GOAL - Shift every coordinate in the answer points of the records below by adding 8 to each number, and write out all the remaining lines again unchanged, requests included. Leave the picture lines out of your answer.

Excerpts from a point labeling dataset:
-=-=-

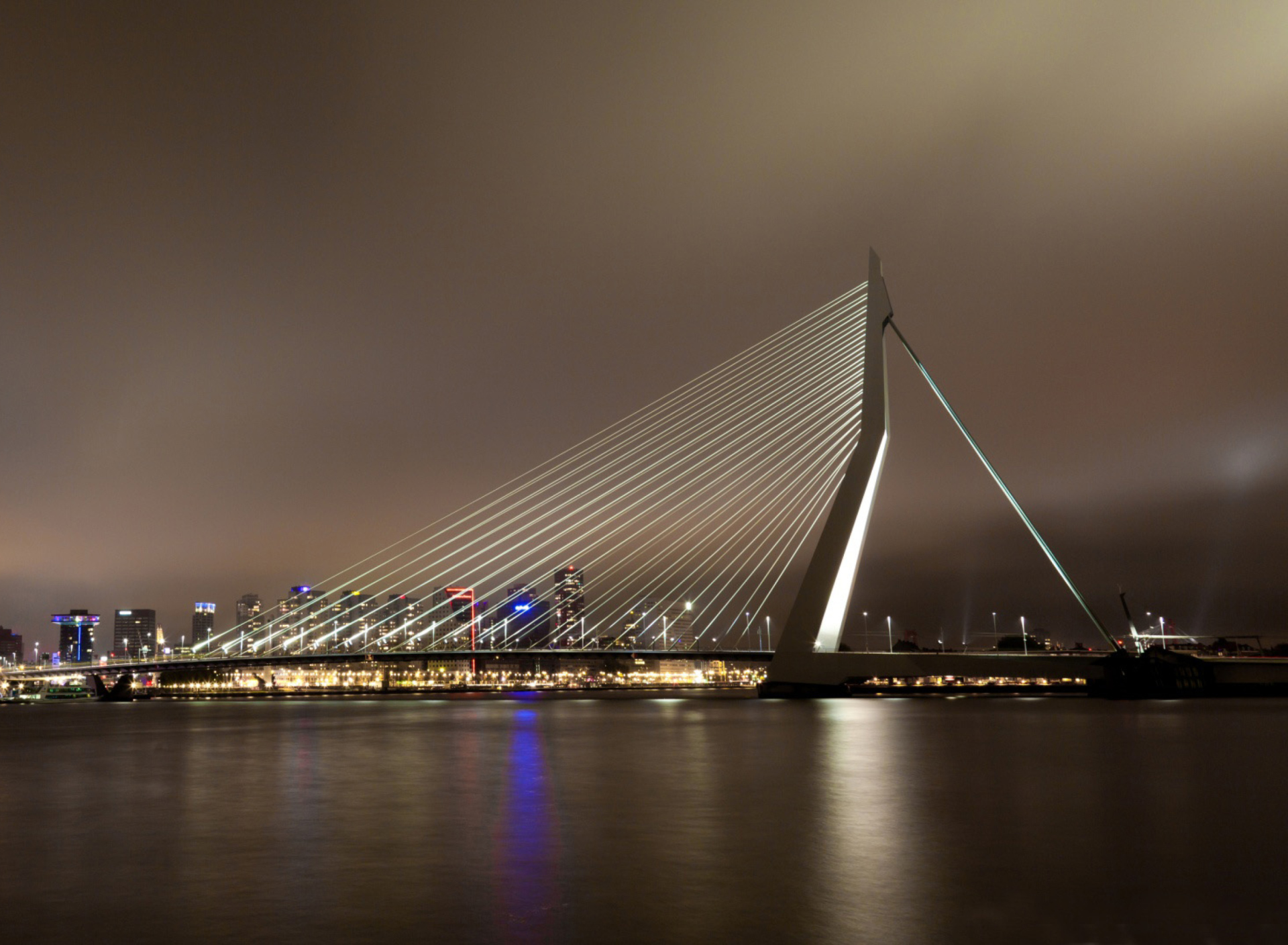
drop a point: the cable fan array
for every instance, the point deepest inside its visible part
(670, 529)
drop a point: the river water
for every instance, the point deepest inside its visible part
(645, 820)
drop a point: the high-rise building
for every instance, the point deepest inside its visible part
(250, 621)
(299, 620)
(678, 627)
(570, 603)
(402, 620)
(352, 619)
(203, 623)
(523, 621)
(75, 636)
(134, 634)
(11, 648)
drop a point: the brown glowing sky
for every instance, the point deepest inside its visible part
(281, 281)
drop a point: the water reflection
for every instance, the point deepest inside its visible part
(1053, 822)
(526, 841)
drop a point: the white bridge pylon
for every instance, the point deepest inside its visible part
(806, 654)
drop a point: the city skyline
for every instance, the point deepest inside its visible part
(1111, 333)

-=-=-

WRITTEN ANSWER -
drop a point: the cable fan array
for every instance, the point deepest inside its visible part
(678, 537)
drop a point: the river water
for every instance, the point deepest inside its visible part
(653, 828)
drop a point: the high-rise building
for every instance, the point deepest inside its visible part
(258, 629)
(307, 628)
(686, 635)
(578, 611)
(410, 628)
(360, 627)
(211, 631)
(531, 629)
(83, 644)
(142, 642)
(19, 656)
drop a point: the brown glowing sky
for every instance, the point deepest inside its visible part
(289, 289)
drop a point: the water reflection
for every instance, the point deepest inside its visible part
(1061, 830)
(534, 849)
drop a point: the white bridge pylon
for every instance, the point deepest inside its visible part
(814, 662)
drop a point: the city skyline
for every instance, the point deepest inside its visible part
(1119, 341)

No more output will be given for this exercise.